- _Challenge_: Return every line of the material below word for word, leaving out the pictures.

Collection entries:
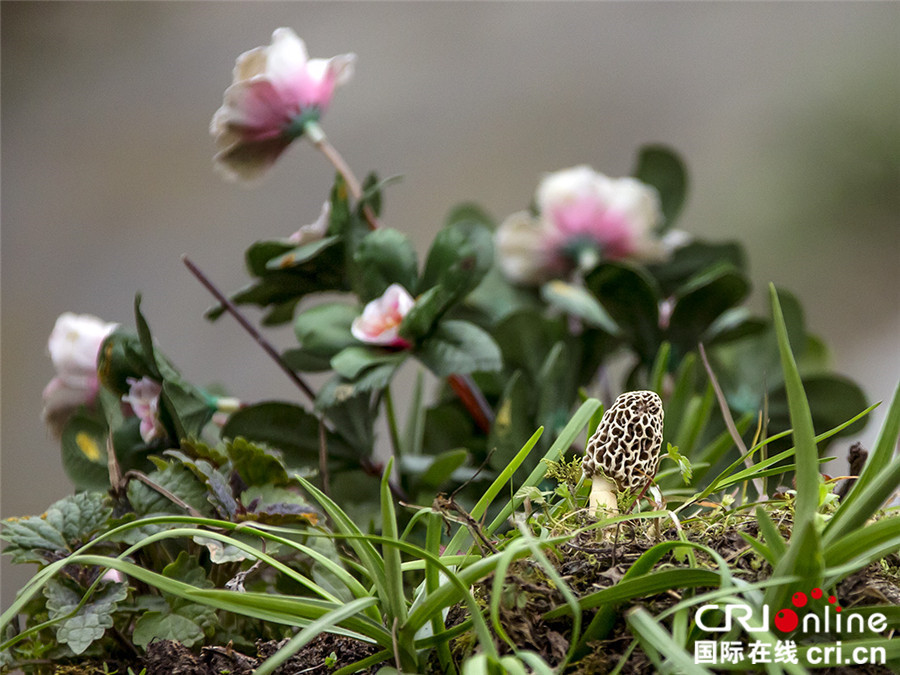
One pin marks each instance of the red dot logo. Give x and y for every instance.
(786, 620)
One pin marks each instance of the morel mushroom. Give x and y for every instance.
(623, 454)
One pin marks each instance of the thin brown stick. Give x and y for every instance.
(729, 420)
(474, 401)
(145, 479)
(323, 459)
(267, 347)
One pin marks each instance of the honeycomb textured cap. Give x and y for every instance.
(626, 445)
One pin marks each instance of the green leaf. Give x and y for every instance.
(693, 258)
(733, 324)
(145, 338)
(324, 330)
(187, 406)
(526, 338)
(459, 258)
(496, 299)
(471, 212)
(660, 167)
(339, 390)
(174, 478)
(701, 301)
(876, 468)
(66, 525)
(556, 388)
(220, 494)
(300, 254)
(182, 620)
(285, 426)
(90, 622)
(276, 506)
(632, 300)
(83, 447)
(385, 257)
(353, 361)
(62, 528)
(168, 625)
(256, 465)
(424, 314)
(122, 356)
(459, 347)
(578, 302)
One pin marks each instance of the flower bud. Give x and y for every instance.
(379, 324)
(74, 345)
(143, 397)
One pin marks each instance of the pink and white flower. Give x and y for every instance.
(314, 231)
(143, 397)
(583, 217)
(275, 90)
(379, 324)
(74, 345)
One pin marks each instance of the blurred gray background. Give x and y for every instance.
(787, 113)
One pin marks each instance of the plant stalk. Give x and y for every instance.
(267, 347)
(317, 137)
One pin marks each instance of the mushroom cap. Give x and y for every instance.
(626, 445)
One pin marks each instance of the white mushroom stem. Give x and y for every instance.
(603, 496)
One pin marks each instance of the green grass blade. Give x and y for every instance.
(865, 544)
(807, 471)
(648, 584)
(853, 515)
(876, 482)
(306, 635)
(432, 581)
(390, 554)
(562, 443)
(653, 637)
(804, 558)
(365, 551)
(462, 538)
(709, 456)
(770, 533)
(367, 662)
(881, 454)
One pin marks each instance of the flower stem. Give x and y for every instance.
(267, 347)
(317, 137)
(392, 421)
(474, 401)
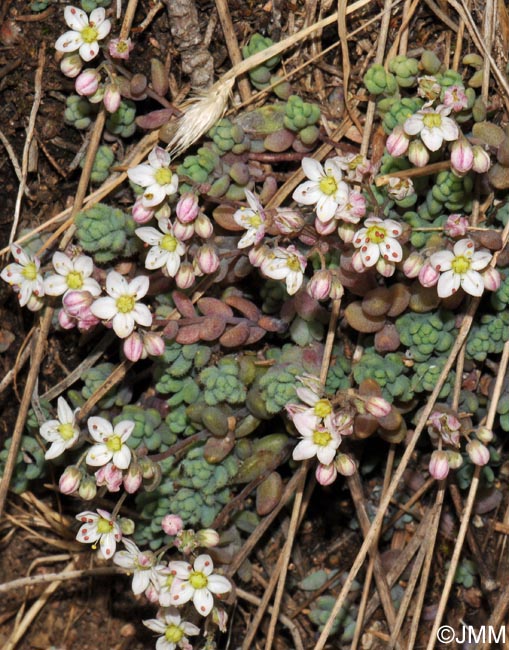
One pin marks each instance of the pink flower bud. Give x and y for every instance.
(345, 465)
(439, 465)
(203, 226)
(428, 276)
(87, 82)
(71, 65)
(185, 276)
(462, 156)
(187, 208)
(479, 454)
(482, 162)
(413, 264)
(70, 480)
(397, 143)
(326, 474)
(133, 347)
(491, 279)
(112, 98)
(183, 231)
(207, 259)
(418, 155)
(320, 285)
(172, 524)
(140, 213)
(377, 406)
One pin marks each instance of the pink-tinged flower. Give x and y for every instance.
(110, 442)
(325, 189)
(460, 267)
(197, 583)
(455, 98)
(72, 275)
(24, 276)
(61, 433)
(122, 306)
(482, 161)
(174, 631)
(172, 524)
(397, 142)
(99, 527)
(456, 226)
(85, 32)
(326, 474)
(252, 219)
(418, 155)
(110, 476)
(479, 453)
(378, 238)
(433, 126)
(120, 48)
(285, 264)
(439, 465)
(156, 177)
(140, 563)
(166, 250)
(462, 156)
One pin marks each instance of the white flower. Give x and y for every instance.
(166, 250)
(320, 442)
(460, 267)
(99, 527)
(85, 32)
(140, 563)
(62, 433)
(378, 239)
(24, 276)
(110, 442)
(197, 583)
(121, 307)
(72, 275)
(156, 177)
(433, 125)
(173, 629)
(285, 264)
(252, 219)
(325, 187)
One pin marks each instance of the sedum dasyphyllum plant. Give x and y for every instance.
(401, 252)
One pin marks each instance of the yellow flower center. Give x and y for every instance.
(163, 176)
(125, 304)
(198, 580)
(29, 271)
(376, 234)
(460, 264)
(293, 263)
(321, 437)
(328, 185)
(169, 243)
(89, 34)
(114, 443)
(104, 526)
(173, 633)
(66, 431)
(74, 280)
(432, 120)
(323, 408)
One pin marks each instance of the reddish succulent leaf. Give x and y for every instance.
(183, 304)
(214, 307)
(246, 307)
(189, 334)
(211, 328)
(236, 336)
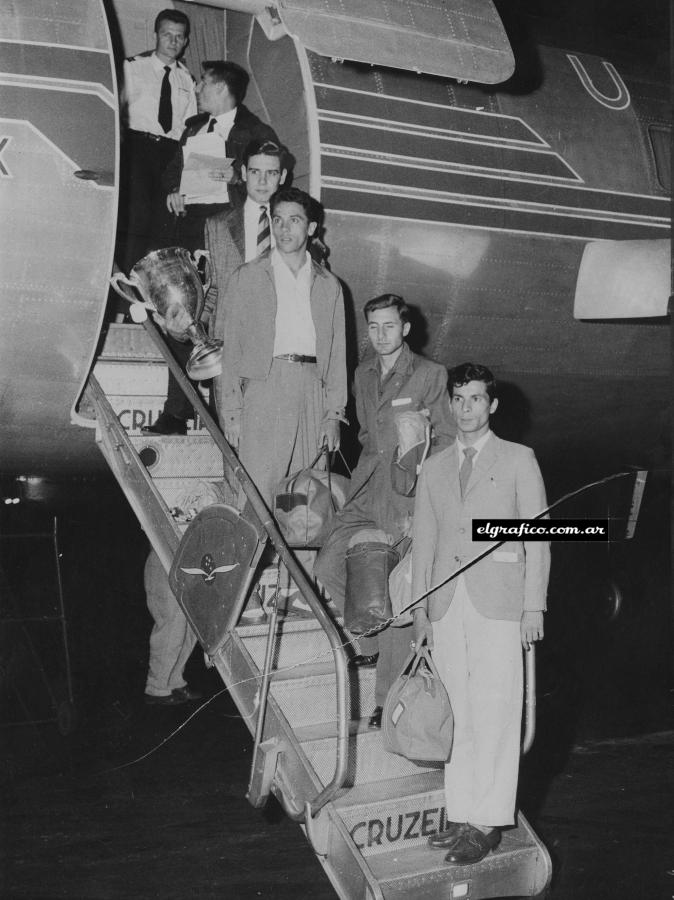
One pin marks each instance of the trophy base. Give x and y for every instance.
(205, 361)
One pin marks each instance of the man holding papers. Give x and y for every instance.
(201, 178)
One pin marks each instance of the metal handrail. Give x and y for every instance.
(268, 523)
(529, 698)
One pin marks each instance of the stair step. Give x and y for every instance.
(419, 871)
(129, 342)
(368, 761)
(397, 814)
(298, 641)
(311, 700)
(178, 464)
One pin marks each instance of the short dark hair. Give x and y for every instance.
(295, 195)
(235, 76)
(265, 148)
(384, 301)
(172, 15)
(466, 372)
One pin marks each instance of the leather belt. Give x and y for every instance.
(296, 357)
(152, 137)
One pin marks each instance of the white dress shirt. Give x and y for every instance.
(209, 143)
(143, 76)
(295, 331)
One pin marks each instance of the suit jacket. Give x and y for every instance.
(249, 317)
(246, 127)
(414, 384)
(506, 483)
(226, 244)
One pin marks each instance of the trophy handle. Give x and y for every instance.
(197, 256)
(117, 281)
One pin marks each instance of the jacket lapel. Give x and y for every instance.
(237, 231)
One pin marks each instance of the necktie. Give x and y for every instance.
(263, 232)
(165, 116)
(466, 468)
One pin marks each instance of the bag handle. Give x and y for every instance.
(416, 657)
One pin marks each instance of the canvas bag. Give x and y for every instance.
(304, 503)
(417, 720)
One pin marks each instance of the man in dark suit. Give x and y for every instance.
(220, 95)
(391, 383)
(242, 232)
(283, 387)
(157, 99)
(478, 623)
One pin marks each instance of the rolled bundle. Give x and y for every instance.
(367, 602)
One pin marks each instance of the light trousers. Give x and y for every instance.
(480, 663)
(172, 639)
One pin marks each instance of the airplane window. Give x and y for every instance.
(661, 142)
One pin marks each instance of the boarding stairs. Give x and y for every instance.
(366, 813)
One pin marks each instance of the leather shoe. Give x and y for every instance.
(177, 696)
(375, 719)
(166, 424)
(443, 840)
(472, 846)
(361, 661)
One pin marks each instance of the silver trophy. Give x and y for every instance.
(166, 278)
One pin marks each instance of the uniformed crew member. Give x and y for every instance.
(158, 98)
(220, 95)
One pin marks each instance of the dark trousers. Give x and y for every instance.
(183, 231)
(392, 644)
(142, 200)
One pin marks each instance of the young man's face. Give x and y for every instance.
(262, 175)
(213, 96)
(386, 330)
(291, 227)
(170, 41)
(471, 408)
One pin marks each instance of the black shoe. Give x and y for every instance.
(361, 661)
(472, 846)
(166, 424)
(374, 721)
(177, 696)
(443, 840)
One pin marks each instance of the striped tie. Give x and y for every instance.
(165, 115)
(466, 469)
(263, 233)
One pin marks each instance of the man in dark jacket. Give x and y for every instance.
(391, 383)
(220, 96)
(221, 113)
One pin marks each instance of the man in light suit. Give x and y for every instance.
(478, 623)
(234, 235)
(243, 232)
(282, 391)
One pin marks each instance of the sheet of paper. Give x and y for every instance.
(203, 157)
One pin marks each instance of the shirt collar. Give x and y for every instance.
(159, 65)
(404, 362)
(277, 260)
(477, 446)
(251, 207)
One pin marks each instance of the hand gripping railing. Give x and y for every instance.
(268, 522)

- _Answer below_:
One pin marks each instance of the red dot logo. Give x and y for every instance.
(786, 620)
One pin marks each instance of the morel mushroom. Give x and y for every instance.
(623, 454)
One pin marks each instance of the thin brown stick. Give x and y for every instance.
(729, 420)
(474, 401)
(145, 479)
(323, 459)
(267, 347)
One pin marks each instance of the honeycomb textured cap. Give x and y for every instance.
(626, 445)
One pin marks each instance of the green leaf. Give x and y for every instance.
(693, 258)
(733, 324)
(145, 338)
(324, 330)
(187, 406)
(526, 338)
(459, 258)
(496, 299)
(471, 212)
(660, 167)
(339, 390)
(174, 478)
(701, 301)
(876, 468)
(66, 525)
(556, 388)
(220, 494)
(300, 254)
(182, 620)
(285, 426)
(90, 622)
(276, 506)
(632, 300)
(83, 447)
(385, 257)
(353, 361)
(62, 528)
(168, 625)
(256, 465)
(424, 314)
(122, 356)
(459, 347)
(578, 302)
One pin marks each instance of the flower bud. Give x and y for every instance.
(379, 324)
(74, 345)
(143, 397)
One pin marks each instance of the pink and white flower. Give x and y for every instance.
(314, 231)
(143, 397)
(583, 217)
(275, 90)
(379, 324)
(74, 345)
One pin marks each instance of the blurred gray background. Give x and y for every instance.
(787, 113)
One pin marks each instance of the plant stalk. Give x and y for every instance.
(267, 347)
(317, 137)
One pin marks each instance of the mushroom cap. Give x and y for every instance.
(626, 445)
One pin marks each instance of the white mushroom stem. Give x and y for every instance.
(603, 496)
One pin marks each instance of the green grass blade. Give x and y for every instance.
(865, 544)
(807, 471)
(648, 584)
(853, 515)
(876, 482)
(306, 635)
(432, 581)
(390, 554)
(562, 443)
(653, 637)
(804, 558)
(365, 551)
(462, 538)
(709, 456)
(770, 533)
(367, 662)
(881, 454)
One pin marks each instance of the flower stem. Give x and y for every instance.
(267, 347)
(317, 137)
(392, 421)
(474, 401)
One pin marks each instance of the pink flower bud. Give x and y for every instance.
(345, 465)
(439, 465)
(203, 226)
(428, 276)
(87, 82)
(71, 65)
(185, 276)
(462, 156)
(187, 208)
(479, 454)
(482, 162)
(413, 264)
(70, 480)
(397, 143)
(326, 474)
(133, 347)
(491, 279)
(112, 98)
(183, 231)
(207, 259)
(418, 155)
(320, 285)
(172, 524)
(140, 213)
(377, 406)
One pin marks each instance of the pink-tinged flower. Give x and y for every instance.
(110, 442)
(325, 189)
(460, 267)
(197, 583)
(455, 98)
(72, 275)
(24, 276)
(61, 433)
(122, 306)
(482, 161)
(174, 631)
(172, 524)
(397, 142)
(99, 527)
(456, 226)
(85, 32)
(326, 474)
(252, 219)
(418, 155)
(110, 476)
(479, 453)
(378, 238)
(433, 126)
(120, 48)
(285, 264)
(439, 465)
(156, 177)
(140, 563)
(166, 250)
(462, 156)
One pin marks each instance of the white flower. Give x and y for every instance.
(166, 250)
(320, 442)
(460, 267)
(99, 527)
(85, 32)
(140, 563)
(62, 433)
(378, 239)
(24, 276)
(110, 442)
(197, 583)
(121, 307)
(72, 275)
(156, 177)
(433, 125)
(173, 629)
(285, 264)
(252, 219)
(325, 187)
One pin marks each instance of the sedum dasyphyllum plant. Give x and y for every instance.
(401, 252)
One pin marks each instance of the yellow flower center. Give x and y for every instance.
(163, 176)
(125, 304)
(198, 580)
(29, 271)
(376, 234)
(460, 264)
(293, 263)
(321, 437)
(328, 185)
(169, 243)
(89, 34)
(114, 443)
(104, 526)
(173, 633)
(66, 431)
(74, 280)
(432, 120)
(323, 408)
One pin marks each instance of the reddish succulent leaf. Give x and y for every instance.
(183, 304)
(214, 307)
(246, 307)
(189, 334)
(211, 328)
(236, 336)
One pin marks each instance of the trophy base. Give x and y for every instance.
(205, 361)
One pin marks each instance of the man holding papers. Give x and y for every instance.
(201, 178)
One pin marks each instance of the metal handrail. Give x and y for every instance.
(268, 523)
(529, 698)
One pin marks each instance of the stair step. Give x and y for every instance.
(419, 871)
(129, 342)
(368, 761)
(397, 814)
(298, 641)
(311, 700)
(178, 464)
One pin marks each instance of the short dark hair. Give x and y for every instance.
(295, 195)
(235, 76)
(265, 148)
(384, 301)
(172, 15)
(466, 372)
One pin marks each instance of the leather belt. Give x and y for every instance.
(296, 357)
(152, 137)
One pin marks each instance of the white dress shirt. Give x and y for every instance.
(209, 143)
(143, 76)
(295, 331)
One pin marks each instance of the suit jacket. Give x and y for every instance.
(249, 317)
(246, 127)
(414, 384)
(506, 483)
(226, 244)
One pin marks each instance of the trophy handle. Give x and y for every instance.
(197, 256)
(117, 281)
One pin marks each instance of the jacket lapel. Give x and y for every instance.
(237, 231)
One pin marks each instance of the necktie. Give x and y for every instance.
(263, 232)
(165, 116)
(466, 468)
One pin marks each instance of the bag handle. Give x and y for every instance.
(416, 657)
One pin marks each instance of the canvas bag. Give x and y for every instance.
(304, 503)
(417, 720)
One pin marks each instance of the man in dark suit. Give x and y for every instance.
(220, 95)
(391, 383)
(242, 232)
(283, 387)
(157, 99)
(478, 623)
One pin marks each instance of the rolled bundle. Give x and y for every instance.
(367, 602)
One pin marks each instance of the light trousers. Give x and y for every instance.
(480, 663)
(172, 639)
One pin marks each instance of the airplane window. Give x and y for every instance.
(661, 142)
One pin marks each instance of the boarding stairs. Give x and y for every instance.
(366, 813)
One pin marks each instance of the leather shoe. Give x and y for every instance.
(177, 696)
(375, 719)
(166, 424)
(443, 840)
(472, 846)
(361, 661)
One pin marks each instance of the silver trophy. Give x and y for every instance.
(166, 278)
One pin marks each instance of the uniformed crew member. Give x and y for every instance.
(158, 98)
(220, 95)
One pin marks each instance of the dark trousers. Give x and y for every instance.
(183, 231)
(392, 644)
(142, 200)
One pin marks each instance of the young man's face. Give x and y for every instance.
(262, 175)
(213, 96)
(386, 330)
(291, 227)
(170, 41)
(471, 408)
One pin marks each instance of the black shoe. Give x and y for every instance.
(361, 661)
(472, 846)
(166, 424)
(374, 721)
(177, 696)
(443, 840)
One pin marks each instance of the striped tie. Give x and y for every instance.
(165, 115)
(466, 469)
(263, 233)
One pin marks each instance of the man in dark jacket. Give x and y for every instance.
(391, 383)
(220, 96)
(221, 113)
One pin marks each instance of the man in light suit. Give x and y for every instance.
(478, 623)
(234, 235)
(243, 232)
(282, 391)
One pin marks each instance of the sheet of paper. Give x and y for every instance.
(203, 157)
One pin marks each instance of the shirt collar. Give x and y for every instance.
(159, 65)
(404, 362)
(277, 260)
(477, 446)
(251, 207)
One pin marks each instance of the hand gripping railing. Give x and y for every instance.
(268, 522)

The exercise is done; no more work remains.